> **Task to complete**
Please count the lines below that contain the string "segment", treating uppercase and lowercase as different, and reply with only the number.

--- begin Supplied data ---

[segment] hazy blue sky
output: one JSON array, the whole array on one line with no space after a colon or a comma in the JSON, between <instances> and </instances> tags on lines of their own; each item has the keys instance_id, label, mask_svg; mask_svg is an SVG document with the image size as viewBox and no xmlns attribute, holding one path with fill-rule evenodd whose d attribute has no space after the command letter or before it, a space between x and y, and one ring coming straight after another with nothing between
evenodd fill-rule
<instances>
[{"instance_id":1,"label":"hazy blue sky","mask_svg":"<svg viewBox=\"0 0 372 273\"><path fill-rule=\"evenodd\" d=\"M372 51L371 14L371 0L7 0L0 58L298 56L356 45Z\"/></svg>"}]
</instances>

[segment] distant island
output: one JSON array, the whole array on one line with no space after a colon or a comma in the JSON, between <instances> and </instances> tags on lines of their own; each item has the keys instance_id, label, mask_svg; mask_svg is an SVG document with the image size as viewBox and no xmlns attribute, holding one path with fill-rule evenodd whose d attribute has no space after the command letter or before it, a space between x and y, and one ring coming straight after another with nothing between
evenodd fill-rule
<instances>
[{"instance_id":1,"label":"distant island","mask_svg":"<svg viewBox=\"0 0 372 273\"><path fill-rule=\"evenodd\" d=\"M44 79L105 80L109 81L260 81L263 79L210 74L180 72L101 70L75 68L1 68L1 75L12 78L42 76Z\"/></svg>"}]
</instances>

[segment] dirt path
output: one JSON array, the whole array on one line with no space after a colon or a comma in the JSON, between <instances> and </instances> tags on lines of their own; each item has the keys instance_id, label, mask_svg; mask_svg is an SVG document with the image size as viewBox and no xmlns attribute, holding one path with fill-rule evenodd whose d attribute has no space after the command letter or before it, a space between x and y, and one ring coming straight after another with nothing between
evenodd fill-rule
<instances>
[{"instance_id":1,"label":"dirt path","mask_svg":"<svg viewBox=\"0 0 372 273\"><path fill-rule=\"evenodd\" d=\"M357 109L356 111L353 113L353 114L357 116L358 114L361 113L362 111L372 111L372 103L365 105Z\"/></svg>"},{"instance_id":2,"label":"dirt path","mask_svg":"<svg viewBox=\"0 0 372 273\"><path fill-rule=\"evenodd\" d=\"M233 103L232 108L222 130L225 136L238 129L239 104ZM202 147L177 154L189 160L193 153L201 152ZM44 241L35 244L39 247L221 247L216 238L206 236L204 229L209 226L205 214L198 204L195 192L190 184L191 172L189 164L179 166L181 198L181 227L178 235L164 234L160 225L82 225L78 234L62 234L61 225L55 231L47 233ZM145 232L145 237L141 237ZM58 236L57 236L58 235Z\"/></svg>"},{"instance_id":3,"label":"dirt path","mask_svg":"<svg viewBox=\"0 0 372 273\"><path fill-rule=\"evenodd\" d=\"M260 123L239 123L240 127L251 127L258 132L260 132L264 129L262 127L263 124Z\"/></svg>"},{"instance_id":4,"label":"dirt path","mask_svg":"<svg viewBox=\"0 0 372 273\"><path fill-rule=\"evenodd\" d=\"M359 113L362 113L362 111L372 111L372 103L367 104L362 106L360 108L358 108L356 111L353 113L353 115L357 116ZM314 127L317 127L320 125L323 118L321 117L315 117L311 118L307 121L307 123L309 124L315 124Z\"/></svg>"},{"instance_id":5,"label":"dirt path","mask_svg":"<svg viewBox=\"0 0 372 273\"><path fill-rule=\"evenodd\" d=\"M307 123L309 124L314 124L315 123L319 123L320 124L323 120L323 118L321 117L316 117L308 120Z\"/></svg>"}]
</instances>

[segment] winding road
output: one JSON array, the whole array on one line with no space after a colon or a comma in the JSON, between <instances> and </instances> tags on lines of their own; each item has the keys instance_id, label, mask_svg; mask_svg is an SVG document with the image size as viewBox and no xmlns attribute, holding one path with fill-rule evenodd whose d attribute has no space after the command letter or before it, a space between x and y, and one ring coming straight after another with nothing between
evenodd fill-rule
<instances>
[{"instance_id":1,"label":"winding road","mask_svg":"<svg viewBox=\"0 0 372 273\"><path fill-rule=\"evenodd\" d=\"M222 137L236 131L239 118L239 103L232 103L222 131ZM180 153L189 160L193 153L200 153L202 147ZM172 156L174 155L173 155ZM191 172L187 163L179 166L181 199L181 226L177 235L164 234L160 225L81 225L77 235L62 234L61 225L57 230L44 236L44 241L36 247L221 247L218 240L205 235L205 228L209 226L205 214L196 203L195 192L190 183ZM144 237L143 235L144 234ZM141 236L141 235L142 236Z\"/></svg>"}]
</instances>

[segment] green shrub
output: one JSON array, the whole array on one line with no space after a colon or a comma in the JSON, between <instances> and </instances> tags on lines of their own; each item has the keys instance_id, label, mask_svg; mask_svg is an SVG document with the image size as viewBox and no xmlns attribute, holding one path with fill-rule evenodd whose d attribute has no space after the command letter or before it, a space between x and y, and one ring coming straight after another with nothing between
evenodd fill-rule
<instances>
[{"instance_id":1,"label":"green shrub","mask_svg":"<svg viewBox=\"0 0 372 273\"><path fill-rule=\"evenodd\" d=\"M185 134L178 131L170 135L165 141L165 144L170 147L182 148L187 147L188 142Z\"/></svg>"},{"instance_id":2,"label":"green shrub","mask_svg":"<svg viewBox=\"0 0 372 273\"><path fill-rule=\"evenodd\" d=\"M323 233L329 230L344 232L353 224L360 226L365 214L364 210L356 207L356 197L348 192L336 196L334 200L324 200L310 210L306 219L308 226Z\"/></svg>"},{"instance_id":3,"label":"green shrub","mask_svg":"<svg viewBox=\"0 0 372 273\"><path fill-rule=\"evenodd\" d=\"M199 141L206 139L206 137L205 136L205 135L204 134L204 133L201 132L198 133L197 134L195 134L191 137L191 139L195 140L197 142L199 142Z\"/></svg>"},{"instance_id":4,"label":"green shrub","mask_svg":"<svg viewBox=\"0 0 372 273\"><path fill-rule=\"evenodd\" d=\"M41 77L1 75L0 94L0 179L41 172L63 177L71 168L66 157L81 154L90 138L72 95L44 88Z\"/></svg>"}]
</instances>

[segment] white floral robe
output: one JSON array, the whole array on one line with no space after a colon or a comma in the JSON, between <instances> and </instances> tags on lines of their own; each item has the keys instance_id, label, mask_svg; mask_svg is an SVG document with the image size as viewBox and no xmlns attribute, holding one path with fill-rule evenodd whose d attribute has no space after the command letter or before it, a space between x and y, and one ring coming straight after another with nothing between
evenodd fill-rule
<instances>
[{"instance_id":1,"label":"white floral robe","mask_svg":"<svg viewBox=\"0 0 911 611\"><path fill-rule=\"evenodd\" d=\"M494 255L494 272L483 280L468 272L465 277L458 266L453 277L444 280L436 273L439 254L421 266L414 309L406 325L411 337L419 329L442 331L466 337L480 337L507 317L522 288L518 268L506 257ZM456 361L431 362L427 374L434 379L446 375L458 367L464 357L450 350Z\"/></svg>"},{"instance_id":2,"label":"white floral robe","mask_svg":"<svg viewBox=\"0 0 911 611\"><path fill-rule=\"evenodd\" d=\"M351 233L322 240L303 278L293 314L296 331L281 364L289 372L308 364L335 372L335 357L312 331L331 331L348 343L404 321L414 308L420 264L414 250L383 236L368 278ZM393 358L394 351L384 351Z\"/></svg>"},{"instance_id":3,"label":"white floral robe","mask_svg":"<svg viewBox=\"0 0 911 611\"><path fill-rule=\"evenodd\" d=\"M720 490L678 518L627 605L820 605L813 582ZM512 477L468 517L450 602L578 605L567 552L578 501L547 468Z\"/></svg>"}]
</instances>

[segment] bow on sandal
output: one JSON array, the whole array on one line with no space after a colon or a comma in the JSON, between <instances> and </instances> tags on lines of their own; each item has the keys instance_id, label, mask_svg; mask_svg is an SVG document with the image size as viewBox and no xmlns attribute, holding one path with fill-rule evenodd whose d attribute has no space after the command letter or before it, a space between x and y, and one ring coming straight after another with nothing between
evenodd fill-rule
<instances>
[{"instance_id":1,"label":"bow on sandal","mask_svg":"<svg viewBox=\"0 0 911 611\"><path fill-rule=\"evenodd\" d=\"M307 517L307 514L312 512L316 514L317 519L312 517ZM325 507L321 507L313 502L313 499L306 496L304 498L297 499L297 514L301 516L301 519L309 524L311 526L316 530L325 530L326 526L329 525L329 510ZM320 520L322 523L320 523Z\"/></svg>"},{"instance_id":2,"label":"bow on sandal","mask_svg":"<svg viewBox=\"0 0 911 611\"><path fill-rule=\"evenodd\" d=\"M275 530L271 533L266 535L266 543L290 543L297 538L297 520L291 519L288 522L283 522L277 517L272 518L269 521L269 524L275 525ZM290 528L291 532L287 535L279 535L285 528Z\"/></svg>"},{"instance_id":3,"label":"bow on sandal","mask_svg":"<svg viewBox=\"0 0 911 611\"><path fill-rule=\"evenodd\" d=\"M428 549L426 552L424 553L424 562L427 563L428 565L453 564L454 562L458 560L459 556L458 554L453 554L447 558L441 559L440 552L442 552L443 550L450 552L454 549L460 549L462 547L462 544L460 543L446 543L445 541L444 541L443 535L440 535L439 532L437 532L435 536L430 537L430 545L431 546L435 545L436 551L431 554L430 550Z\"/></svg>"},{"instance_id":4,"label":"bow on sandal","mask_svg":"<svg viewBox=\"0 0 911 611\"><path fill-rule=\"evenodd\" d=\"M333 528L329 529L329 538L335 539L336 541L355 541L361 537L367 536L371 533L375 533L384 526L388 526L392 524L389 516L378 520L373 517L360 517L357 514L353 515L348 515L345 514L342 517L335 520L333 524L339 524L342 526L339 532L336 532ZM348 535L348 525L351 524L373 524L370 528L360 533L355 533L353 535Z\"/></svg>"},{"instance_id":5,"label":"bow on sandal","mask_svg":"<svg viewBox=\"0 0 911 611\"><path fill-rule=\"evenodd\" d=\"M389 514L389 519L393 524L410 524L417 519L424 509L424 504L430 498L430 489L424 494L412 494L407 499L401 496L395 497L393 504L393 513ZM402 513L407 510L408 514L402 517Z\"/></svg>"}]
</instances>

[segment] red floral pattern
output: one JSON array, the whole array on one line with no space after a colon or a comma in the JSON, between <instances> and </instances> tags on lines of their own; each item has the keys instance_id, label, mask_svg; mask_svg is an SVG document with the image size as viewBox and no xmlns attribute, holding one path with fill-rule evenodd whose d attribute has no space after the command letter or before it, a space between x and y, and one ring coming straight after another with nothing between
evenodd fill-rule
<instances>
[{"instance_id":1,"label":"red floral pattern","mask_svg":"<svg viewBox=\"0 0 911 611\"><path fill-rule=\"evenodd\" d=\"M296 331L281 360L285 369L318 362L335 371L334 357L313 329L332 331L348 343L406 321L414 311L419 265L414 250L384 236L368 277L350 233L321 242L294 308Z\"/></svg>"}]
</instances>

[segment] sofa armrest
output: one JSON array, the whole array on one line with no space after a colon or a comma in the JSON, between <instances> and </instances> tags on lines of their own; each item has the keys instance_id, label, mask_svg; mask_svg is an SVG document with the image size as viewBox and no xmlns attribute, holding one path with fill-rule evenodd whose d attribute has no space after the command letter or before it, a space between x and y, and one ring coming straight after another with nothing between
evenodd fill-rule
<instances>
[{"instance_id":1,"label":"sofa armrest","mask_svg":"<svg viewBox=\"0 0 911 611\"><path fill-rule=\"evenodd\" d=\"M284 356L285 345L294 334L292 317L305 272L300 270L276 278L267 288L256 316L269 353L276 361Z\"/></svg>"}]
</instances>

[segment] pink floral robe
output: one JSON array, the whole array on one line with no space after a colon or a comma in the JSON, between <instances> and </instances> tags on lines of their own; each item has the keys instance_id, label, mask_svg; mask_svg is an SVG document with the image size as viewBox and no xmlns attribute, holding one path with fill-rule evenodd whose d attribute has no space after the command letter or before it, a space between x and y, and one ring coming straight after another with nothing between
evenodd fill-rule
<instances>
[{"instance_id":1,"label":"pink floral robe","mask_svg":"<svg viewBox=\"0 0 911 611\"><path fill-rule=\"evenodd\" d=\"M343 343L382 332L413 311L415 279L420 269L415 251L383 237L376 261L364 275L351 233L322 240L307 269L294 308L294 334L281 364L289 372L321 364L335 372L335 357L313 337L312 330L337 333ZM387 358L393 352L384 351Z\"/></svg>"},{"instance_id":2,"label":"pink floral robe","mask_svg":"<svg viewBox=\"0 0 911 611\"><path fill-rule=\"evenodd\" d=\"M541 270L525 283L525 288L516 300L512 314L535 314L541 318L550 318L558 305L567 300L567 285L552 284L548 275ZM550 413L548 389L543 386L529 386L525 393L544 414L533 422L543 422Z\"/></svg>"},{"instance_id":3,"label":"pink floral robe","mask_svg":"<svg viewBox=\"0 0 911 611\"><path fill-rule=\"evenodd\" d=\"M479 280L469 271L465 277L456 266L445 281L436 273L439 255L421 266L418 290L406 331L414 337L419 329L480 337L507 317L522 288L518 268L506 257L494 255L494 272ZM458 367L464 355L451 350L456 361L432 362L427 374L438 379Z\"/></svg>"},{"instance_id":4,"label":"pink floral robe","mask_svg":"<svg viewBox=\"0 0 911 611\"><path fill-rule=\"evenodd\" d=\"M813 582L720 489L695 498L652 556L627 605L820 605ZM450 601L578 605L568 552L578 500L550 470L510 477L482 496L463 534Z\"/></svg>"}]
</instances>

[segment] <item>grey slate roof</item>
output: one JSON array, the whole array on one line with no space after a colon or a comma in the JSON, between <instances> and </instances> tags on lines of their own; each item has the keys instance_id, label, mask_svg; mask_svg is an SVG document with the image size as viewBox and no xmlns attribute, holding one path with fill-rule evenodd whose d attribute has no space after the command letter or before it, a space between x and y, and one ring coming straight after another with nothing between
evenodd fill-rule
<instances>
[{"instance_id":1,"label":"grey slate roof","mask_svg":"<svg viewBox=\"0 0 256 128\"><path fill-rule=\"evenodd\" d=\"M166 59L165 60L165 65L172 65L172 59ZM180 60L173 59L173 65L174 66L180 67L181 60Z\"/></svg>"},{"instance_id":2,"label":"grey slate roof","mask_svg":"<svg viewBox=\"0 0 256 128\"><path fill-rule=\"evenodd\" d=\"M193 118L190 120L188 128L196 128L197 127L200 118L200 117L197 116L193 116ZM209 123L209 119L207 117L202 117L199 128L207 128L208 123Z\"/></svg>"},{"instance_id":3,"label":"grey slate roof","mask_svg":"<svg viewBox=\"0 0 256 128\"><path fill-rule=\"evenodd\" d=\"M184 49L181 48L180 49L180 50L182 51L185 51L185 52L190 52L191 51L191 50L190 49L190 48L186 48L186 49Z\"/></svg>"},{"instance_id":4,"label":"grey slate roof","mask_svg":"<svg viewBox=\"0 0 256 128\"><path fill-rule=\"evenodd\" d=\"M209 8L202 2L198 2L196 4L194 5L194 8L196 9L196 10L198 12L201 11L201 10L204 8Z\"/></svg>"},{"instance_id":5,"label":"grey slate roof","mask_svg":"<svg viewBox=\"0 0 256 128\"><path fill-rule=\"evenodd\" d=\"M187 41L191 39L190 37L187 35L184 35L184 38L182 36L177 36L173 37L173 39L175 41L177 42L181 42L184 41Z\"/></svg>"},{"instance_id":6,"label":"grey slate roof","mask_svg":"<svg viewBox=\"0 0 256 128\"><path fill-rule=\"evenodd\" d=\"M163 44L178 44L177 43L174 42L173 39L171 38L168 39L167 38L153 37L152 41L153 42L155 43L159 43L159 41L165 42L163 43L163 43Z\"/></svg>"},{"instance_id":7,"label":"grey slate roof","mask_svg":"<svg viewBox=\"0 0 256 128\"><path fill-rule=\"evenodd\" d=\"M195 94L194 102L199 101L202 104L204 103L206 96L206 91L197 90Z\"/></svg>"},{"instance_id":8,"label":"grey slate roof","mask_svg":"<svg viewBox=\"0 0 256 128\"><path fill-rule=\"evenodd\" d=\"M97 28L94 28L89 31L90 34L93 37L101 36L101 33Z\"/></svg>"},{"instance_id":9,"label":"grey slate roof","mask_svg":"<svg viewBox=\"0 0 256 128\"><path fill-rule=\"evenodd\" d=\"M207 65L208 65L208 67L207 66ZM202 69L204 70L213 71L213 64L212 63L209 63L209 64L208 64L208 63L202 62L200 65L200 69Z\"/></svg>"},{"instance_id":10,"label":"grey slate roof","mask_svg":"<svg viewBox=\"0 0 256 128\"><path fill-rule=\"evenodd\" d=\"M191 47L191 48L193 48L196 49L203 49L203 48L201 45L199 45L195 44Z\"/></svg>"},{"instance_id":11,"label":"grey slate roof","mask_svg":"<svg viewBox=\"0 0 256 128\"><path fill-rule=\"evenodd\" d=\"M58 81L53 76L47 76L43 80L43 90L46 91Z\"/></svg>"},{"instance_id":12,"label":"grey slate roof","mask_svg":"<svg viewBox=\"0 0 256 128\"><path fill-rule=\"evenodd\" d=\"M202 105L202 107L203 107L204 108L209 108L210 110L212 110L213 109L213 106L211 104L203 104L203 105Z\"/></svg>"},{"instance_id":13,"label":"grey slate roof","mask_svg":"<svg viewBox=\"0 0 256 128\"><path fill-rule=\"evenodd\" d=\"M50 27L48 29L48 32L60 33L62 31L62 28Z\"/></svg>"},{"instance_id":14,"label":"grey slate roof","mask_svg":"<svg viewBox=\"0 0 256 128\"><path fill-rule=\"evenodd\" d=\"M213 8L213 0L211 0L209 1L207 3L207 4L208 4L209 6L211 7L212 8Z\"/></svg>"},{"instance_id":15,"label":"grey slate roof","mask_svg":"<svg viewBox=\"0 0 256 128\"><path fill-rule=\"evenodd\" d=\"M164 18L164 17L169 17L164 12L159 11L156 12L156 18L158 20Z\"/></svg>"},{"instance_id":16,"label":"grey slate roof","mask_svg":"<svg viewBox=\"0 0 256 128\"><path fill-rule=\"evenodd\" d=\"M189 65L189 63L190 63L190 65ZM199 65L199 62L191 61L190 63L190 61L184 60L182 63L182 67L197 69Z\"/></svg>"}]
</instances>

--- end Supplied data ---

> **Correct answer**
11